(Source data)
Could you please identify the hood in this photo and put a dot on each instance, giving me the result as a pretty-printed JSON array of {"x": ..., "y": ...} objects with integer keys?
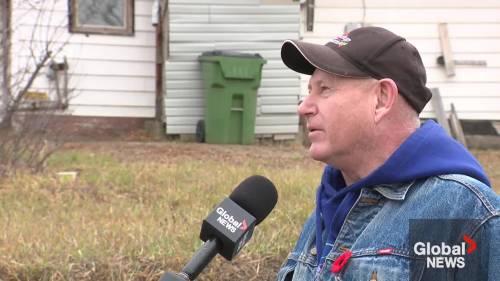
[{"x": 429, "y": 151}]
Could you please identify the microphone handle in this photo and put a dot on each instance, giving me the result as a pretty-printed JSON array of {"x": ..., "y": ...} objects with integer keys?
[{"x": 201, "y": 259}]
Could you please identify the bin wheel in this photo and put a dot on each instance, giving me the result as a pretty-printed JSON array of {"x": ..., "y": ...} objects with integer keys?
[{"x": 200, "y": 131}]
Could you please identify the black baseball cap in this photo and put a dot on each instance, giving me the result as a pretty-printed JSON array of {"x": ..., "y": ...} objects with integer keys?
[{"x": 364, "y": 52}]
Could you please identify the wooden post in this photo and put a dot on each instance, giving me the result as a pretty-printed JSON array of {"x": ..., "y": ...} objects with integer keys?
[
  {"x": 437, "y": 105},
  {"x": 444, "y": 39},
  {"x": 456, "y": 127}
]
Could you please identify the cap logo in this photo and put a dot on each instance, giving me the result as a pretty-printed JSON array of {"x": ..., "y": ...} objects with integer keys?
[{"x": 341, "y": 40}]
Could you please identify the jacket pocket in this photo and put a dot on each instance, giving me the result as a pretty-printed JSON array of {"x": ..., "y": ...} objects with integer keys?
[{"x": 378, "y": 268}]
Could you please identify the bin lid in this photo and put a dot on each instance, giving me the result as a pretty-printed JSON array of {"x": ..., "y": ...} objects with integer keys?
[{"x": 229, "y": 54}]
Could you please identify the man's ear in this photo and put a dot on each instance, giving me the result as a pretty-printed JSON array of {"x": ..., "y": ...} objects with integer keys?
[{"x": 387, "y": 93}]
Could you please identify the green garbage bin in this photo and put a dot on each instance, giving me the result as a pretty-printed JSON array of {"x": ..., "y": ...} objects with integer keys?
[{"x": 230, "y": 82}]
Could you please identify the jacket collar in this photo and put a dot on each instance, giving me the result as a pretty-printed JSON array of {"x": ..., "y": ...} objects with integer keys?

**Required action:**
Set down, exactly and only, the lines running from the one holding "Could you please identify the bin lid" through the end of the records above, both ends included.

**Answer area:**
Could you please identify the bin lid in this photo and put a dot on each instance, giving me the result as a pretty-printed JSON array of {"x": ..., "y": ...} objects with integer keys?
[{"x": 229, "y": 54}]
Could you please identify the man's ear in this photo and put a dot on each instance, giving me the result as a pretty-printed JSON array of {"x": ..., "y": ...} objects with integer keys?
[{"x": 387, "y": 93}]
Could you please identify the green garbage bin in this photo and put a dot on each instance, giving me the result as a pretty-printed JSON array of {"x": ..., "y": ...} objects with integer keys?
[{"x": 230, "y": 82}]
Could you please identify the jacket collar in this photo and put a dot on each instance, giving me the result as a pretty-printed JSON array of {"x": ..., "y": ...} objects with integer keys?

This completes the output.